● **INSTRUCTIONS FOR THE TASK**:
Gather every line below that contains the string "black" and copy each one unchanged.

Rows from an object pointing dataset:
━━━━━━━━

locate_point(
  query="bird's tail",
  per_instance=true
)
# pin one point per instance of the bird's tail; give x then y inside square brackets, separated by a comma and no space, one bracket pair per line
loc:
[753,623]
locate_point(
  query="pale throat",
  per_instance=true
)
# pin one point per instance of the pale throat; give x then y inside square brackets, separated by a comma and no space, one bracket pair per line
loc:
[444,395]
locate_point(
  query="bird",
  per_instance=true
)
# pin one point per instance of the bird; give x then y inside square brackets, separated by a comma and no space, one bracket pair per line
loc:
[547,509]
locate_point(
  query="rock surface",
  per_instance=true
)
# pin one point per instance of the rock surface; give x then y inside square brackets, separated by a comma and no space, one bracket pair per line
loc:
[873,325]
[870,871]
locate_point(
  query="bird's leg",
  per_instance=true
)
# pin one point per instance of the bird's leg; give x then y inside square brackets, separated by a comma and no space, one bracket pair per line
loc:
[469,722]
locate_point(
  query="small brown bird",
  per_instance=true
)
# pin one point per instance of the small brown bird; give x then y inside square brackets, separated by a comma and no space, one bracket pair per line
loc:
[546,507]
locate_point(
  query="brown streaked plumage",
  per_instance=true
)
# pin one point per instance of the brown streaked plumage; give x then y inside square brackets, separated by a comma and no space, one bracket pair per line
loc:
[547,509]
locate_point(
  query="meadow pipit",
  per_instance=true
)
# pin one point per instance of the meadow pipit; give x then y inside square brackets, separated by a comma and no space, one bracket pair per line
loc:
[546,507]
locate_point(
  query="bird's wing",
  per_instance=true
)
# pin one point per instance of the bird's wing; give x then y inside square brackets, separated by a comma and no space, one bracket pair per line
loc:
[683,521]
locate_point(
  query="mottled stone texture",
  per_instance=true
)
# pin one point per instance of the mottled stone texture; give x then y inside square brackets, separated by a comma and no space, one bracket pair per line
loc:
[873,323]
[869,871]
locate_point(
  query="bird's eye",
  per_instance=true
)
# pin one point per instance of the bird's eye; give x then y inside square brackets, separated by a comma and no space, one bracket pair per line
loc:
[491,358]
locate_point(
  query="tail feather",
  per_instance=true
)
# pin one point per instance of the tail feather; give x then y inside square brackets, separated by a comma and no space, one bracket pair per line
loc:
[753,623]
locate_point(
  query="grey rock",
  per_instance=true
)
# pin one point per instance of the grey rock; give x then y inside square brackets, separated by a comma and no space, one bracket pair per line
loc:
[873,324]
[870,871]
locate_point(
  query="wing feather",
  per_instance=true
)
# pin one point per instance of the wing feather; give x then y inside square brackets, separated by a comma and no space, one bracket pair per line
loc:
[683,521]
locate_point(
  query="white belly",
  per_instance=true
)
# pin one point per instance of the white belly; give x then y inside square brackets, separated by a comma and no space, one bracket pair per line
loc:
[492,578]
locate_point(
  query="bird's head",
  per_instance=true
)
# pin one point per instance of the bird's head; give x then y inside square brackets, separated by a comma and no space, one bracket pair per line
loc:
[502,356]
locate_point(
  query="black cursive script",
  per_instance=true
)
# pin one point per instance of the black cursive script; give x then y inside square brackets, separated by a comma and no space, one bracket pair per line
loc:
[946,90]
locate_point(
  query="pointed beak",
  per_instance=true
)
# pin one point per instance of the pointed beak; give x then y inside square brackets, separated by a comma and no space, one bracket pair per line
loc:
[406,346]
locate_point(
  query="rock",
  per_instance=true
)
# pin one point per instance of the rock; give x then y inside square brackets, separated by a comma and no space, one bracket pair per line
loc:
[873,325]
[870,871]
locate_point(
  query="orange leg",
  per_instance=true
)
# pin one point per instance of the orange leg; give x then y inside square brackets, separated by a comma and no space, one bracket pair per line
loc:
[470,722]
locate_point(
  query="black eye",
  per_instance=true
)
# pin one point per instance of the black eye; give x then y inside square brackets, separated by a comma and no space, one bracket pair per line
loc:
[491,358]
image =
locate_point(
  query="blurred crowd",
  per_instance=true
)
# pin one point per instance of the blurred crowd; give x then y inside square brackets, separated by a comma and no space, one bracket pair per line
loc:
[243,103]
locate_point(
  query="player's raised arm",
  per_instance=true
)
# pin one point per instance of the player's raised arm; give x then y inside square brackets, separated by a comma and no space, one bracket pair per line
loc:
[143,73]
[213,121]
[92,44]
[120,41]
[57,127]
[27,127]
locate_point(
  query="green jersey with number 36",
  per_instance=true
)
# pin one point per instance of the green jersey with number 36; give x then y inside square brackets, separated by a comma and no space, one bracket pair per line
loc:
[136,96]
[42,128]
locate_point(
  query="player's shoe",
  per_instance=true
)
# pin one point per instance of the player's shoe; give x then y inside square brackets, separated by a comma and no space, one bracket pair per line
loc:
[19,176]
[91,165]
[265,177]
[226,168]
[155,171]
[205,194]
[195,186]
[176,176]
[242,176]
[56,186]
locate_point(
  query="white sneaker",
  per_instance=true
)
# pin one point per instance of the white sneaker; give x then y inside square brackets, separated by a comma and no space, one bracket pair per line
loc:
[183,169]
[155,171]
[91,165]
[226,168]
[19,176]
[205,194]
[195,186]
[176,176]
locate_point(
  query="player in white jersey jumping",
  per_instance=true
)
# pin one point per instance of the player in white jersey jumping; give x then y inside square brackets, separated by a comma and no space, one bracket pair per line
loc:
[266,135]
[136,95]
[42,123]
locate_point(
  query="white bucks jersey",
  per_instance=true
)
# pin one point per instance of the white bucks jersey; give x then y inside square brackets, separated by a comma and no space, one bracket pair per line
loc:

━━━━━━━━

● **RESULT FOR THIS TASK**:
  query="black cursive script",
# pin one point per instance of the black cursive script; give x then y inside square brackets, separated by a comma and no space, one bracket pair per line
  query="black eye",
# pin one point per instance of the black eye; give x then y inside square brackets, separated by a comma and no space, one bracket pair per line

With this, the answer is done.